#### The input ####

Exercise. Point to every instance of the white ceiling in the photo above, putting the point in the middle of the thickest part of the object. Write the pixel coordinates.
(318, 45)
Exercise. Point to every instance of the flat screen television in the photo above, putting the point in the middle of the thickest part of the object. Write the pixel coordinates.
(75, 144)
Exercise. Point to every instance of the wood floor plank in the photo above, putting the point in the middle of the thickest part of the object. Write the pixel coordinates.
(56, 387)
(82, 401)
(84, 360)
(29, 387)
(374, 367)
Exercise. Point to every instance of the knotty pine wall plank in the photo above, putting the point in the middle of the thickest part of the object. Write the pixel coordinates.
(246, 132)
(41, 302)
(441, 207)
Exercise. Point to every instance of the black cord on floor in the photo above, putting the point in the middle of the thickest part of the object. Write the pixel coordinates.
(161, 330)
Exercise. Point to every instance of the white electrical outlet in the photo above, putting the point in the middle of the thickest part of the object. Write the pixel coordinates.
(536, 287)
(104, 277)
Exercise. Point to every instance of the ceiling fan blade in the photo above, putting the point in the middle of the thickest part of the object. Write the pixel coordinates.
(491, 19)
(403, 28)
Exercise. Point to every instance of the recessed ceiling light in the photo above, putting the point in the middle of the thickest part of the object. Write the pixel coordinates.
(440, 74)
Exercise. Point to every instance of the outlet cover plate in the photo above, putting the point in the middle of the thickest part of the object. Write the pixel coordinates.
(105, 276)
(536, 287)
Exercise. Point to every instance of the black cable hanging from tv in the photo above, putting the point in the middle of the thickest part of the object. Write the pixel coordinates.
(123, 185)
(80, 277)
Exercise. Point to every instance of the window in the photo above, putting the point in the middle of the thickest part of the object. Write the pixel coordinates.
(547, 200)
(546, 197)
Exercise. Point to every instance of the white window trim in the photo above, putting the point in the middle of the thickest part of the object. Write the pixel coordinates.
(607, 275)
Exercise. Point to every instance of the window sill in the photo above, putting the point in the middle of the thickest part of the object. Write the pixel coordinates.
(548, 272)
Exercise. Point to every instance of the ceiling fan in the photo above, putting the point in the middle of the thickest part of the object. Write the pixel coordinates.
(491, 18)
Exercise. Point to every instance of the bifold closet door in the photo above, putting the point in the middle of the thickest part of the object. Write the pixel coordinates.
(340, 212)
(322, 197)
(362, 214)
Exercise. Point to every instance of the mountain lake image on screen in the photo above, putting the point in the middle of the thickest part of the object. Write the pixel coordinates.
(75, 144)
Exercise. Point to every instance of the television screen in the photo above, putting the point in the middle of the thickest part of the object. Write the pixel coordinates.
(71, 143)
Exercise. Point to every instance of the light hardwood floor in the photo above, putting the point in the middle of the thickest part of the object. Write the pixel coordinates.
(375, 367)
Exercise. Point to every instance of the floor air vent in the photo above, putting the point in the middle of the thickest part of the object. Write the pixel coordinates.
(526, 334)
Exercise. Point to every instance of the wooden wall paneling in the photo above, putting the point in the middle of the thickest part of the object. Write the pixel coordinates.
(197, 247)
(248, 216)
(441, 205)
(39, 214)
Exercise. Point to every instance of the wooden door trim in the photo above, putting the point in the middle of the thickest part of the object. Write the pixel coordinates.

####

## Work to be completed
Print all of the rows above again, without a single change to any line.

## Output below
Exercise. Point to every instance of the white ceiling in the photo above, putting the point in the middle of the thickest part of the object. Write the pixel coordinates.
(318, 45)
Exercise. Point to every instance of the flat screen television in the photo above, putting the point in the middle of the thickest part of the object. Write the pixel coordinates.
(75, 144)
Exercise. Point to every instance of the wood floor plank in the photo above, putting the point in the middle of the thickest part of the object. Write the pixel coordinates.
(56, 387)
(82, 401)
(84, 360)
(29, 387)
(374, 367)
Exercise. Point to every instance of the knotty pine wall plank in the photo above, putting the point in the middle of the thickest part of the object. Write the pixel coordinates.
(246, 132)
(41, 302)
(441, 207)
Exercise. Point to every instance of the black cord on floor in the photo above, putting the point in the middle of the thickest part of the object. Write the pixel coordinates.
(161, 330)
Exercise. Point to every instance of the white electrical outlet in the photo above, putting the point in the middle of the thickest part of the object. Write the pixel coordinates.
(536, 287)
(104, 277)
Exercise. Point to every instance of the ceiling fan blade in the photo above, putting the point in the middle of the thickest part of the object. Write the pixel coordinates.
(491, 19)
(403, 28)
Exercise. Point to every instance of the recessed ceiling light in the photo above, putting the point in the middle of the thickest part of the object. Write the pixel coordinates.
(440, 74)
Exercise. Point to every instance of the outlet cover plate in the photo above, putting the point in the middle of the thickest part of the object. Write the pixel coordinates.
(105, 276)
(536, 287)
Exercise. Point to every instance of the black cable hanging from tv in the photo above, putting the point in the middle of the thickest part of the object. Write the pixel coordinates.
(123, 185)
(80, 277)
Exercise. Point to every instance of the window in the photo above, putting the point in the middle of the thickest part of the object. Write the pixel coordinates.
(547, 200)
(546, 197)
Exercise. Point to every instance of the white window trim in the photo above, putting the point in the middle of the thickest part of the object. Write the pixel coordinates.
(607, 275)
Exercise. Point to every instance of the window sill in the photo above, putting the point in the middle of the thickest part of the object. Write the pixel coordinates.
(548, 272)
Exercise. Point to every instance of the ceiling fan in the photo above, putting the point in the middle of the thickest part of the object. Write the pixel coordinates.
(491, 18)
Exercise. Point to every instance of the bifold closet door in the photo above, putting the point in the middle of the thickest part of the object. Write the pixel coordinates.
(340, 212)
(322, 197)
(362, 214)
Exercise. Point to every instance of the mountain lake image on screen in the photo above, putting the point in the middle of the thickest part of the object. Write the pixel coordinates.
(75, 144)
Exercise. Point to every instance of the television screen in the photo above, putting the point in the middle of the thickest part of the object. Write the pixel coordinates.
(71, 143)
Exercise. Point to every instance of the light hardwood floor in the photo above, putting the point in the middle of the thickest part of the object. Write the pixel coordinates.
(375, 367)
Exercise. Point to every instance of the floor air vent in the photo above, putting the point in the middle of the thickest part of the object. Write the pixel coordinates.
(526, 334)
Exercise. Point to every instance of the wooden wall paneling in the photo above, putting the point in the middle of the thickest part of the object. Write the pixel coordinates.
(197, 247)
(248, 216)
(441, 205)
(39, 214)
Exercise. Point to every instance of the wooden door trim in the photo above, putting the point in the middle of the thickest part of the object. Write the pixel coordinates.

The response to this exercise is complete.